WHAT IS EXPECTED:
Leave out any picture and return the remaining listing below exactly as given.

□ □ □ □ □ □ □

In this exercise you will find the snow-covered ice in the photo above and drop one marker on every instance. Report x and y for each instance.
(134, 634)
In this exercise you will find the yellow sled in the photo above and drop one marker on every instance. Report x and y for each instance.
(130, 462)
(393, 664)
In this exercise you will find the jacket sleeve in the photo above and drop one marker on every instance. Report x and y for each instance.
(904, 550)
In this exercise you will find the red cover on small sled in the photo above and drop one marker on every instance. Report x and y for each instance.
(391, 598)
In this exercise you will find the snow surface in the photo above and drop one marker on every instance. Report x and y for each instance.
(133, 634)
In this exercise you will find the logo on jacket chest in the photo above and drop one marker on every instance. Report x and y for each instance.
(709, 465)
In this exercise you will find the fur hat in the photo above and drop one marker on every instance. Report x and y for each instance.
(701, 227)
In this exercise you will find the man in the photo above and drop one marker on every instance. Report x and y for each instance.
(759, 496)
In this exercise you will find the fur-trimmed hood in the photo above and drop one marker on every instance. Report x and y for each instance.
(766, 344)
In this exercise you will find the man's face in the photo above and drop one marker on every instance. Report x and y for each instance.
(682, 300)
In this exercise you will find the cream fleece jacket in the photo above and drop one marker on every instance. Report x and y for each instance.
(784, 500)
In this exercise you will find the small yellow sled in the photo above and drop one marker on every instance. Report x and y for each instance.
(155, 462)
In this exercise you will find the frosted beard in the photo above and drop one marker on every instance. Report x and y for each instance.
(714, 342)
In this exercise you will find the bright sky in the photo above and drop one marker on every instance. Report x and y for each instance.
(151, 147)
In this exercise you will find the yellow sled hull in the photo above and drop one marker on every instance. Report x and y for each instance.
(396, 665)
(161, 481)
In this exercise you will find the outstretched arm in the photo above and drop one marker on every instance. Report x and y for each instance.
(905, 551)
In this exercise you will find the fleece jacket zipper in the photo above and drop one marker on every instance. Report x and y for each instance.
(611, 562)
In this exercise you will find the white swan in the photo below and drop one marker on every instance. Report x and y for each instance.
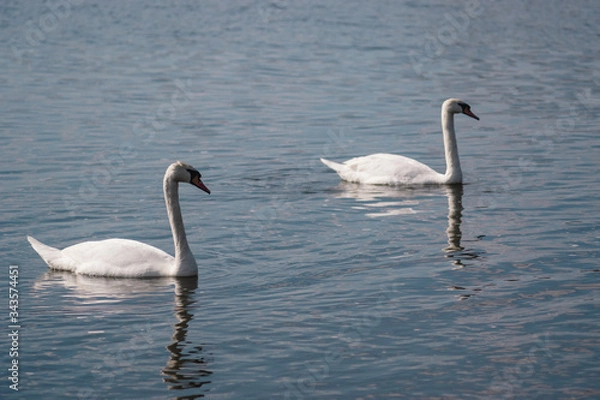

□ □ □ □ □ □ □

EXERCISE RESULT:
In this exercise you will find the snow-covered ice in the photo above and drop one marker on every instance. Report x and y for each instance.
(134, 634)
In this exercise you will find the yellow sled in the photo above and drop one marker on every instance. Report x and y for each instance.
(130, 462)
(393, 664)
In this exercise you will find the jacket sleeve in the photo above and drop one marker on every instance. Report x and y for each instance.
(904, 550)
In this exercise you will find the red cover on small sled in the photo above and drop one marker on every instance. Report x and y for each instance.
(391, 598)
In this exercise you will find the snow surface in the photo above and drop one marker on every instance. Report x and y for each instance.
(133, 634)
In this exercise you will find the logo on jacket chest in the photo above and drop one marker on every instance. Report x and y for each instance.
(709, 465)
In this exercise you will find the fur hat in the photo above and drop one marker on every instance. Report x and y for each instance.
(701, 227)
In this exercise you will find the man in the photo above and drop one marker on every instance. Report x and y for each instance.
(759, 496)
In this exercise you will find the fur-trimmed hood in the photo above and drop one marker on every instance. Report x and y for each instance.
(766, 344)
In this exercise you will find the man's face in the photo above and drop one marker on every instance. Report x and y for each instance.
(682, 300)
In this exercise you will find the cream fleece jacket in the photo above and drop one marker on every instance. Report x and y for each instance.
(784, 500)
In this exercise you will find the small yellow sled in the photo above and drop one marker on every instance. Report x and y for each instance.
(155, 462)
In this exercise you will find the frosted beard in the photo above and drop one marker on every instance. Report x and y for each instance.
(714, 342)
In this exercise you will find the bright sky in the photo above and drop one marker on every instance. Report x and y for each instance.
(151, 147)
In this exercise you will find the yellow sled hull in the photo above and drop one marker on every instance. Report x and y for each instance.
(396, 665)
(161, 481)
In this exercise you will find the outstretched arm in the photo above and drop one marker on every instance. Report x and y for each instance.
(905, 551)
In this exercise you will find the fleece jacket zipper in the photo above and drop one marker on every instance. Report x and y for each instance.
(611, 562)
In this exercise you will find the white swan in the photo below and drop one marker on every instance. Report x and y for each instance.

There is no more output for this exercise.